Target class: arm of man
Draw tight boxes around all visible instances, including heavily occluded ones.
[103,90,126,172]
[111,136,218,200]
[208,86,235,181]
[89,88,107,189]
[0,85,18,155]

▶ **WHAT THE EXERCISE ASKS**:
Repeat the data above line for line, changing nothing.

▶ **ANSWER FOR THE TASK**:
Target class: arm of man
Draw tight boxes around all visible instances, including heavily occluded ones.
[103,90,126,172]
[111,136,218,200]
[208,86,235,181]
[89,88,107,189]
[0,85,18,155]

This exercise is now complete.